Given task: Using the entries below, return word for word the lines from the one containing "the door mat" up to and including the last.

Rows from a pointing dataset:
======

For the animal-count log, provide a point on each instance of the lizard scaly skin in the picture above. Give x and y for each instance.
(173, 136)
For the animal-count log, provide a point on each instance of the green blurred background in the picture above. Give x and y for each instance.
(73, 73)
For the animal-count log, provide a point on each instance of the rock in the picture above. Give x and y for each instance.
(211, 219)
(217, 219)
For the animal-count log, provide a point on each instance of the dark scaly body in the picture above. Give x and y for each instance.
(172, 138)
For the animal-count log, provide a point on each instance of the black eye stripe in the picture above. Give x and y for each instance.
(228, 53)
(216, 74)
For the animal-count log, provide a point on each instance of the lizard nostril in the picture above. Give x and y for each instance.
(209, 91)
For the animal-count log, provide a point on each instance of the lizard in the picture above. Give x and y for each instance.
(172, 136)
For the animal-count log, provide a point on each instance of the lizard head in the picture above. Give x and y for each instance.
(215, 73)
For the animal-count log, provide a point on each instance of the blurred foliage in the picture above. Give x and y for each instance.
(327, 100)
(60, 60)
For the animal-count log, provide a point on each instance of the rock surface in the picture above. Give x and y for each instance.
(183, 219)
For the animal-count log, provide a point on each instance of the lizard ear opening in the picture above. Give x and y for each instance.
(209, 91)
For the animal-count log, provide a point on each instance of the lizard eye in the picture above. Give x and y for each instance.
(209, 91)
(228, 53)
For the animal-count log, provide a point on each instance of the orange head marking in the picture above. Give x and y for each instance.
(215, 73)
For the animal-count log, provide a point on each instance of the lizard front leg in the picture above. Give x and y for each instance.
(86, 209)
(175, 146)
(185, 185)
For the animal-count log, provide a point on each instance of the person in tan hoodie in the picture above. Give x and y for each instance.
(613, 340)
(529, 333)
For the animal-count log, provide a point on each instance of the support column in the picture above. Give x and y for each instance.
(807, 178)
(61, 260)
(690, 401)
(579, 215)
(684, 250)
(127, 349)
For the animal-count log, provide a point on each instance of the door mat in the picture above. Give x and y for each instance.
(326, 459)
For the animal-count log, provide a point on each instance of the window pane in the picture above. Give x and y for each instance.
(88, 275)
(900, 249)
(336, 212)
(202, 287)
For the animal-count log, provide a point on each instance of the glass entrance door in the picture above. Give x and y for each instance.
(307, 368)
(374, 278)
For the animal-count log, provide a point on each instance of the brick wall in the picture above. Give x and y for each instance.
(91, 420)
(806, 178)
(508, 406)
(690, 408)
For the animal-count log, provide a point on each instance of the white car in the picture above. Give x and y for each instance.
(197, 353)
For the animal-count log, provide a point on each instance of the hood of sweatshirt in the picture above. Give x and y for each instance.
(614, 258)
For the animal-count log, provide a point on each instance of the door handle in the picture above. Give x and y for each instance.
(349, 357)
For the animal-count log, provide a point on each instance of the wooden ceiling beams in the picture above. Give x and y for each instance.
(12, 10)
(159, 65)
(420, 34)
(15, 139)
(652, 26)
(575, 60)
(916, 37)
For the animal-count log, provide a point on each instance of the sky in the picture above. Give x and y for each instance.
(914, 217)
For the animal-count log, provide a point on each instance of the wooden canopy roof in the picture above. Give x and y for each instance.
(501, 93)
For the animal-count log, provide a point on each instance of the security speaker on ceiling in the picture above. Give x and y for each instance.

======

Exercise result:
For the animal-count log, provide a point on each instance of the door mat in the picture above. Give x and y for each instance.
(326, 459)
For the animal-count log, provide a point on each instance of the window pane in the picture above. Give x and y for each instance.
(88, 275)
(900, 249)
(336, 212)
(202, 287)
For the animal-count log, provide a point on each instance of the glass entrance door in the picture above. Give x and y for each instance.
(307, 368)
(374, 278)
For the animal-count log, provide a point on each instance of the brick wall in the picture above. Give x and y for each instance.
(91, 420)
(806, 178)
(508, 406)
(690, 408)
For the animal-count log, provide a point on each instance of the white car in the picture above. Give x and y for each instance.
(197, 353)
For the animal-count log, provide a point on each instance of the hood of sweatshirt in the picture above. Give x and y for each instance.
(614, 258)
For the animal-count log, provide a point on each instance of the door handle in the picture above. Give x and y for each instance.
(349, 357)
For the animal-count log, provide a point on each instance of the wooden ceiling beams in the picture above. Give x and y for each instance.
(12, 10)
(159, 65)
(420, 34)
(15, 139)
(652, 26)
(575, 60)
(916, 37)
For the animal-count log, provide a point on each instance of the sky in the picture above. Give x and y for each instance.
(914, 217)
For the animal-count log, provide a point on each instance of the wooden canopy roof in the picture above. Give x and y for each instance.
(501, 93)
For the animal-count log, provide a point on each instance of the security speaker on ceiling in the picture above. Give x and y for each instance.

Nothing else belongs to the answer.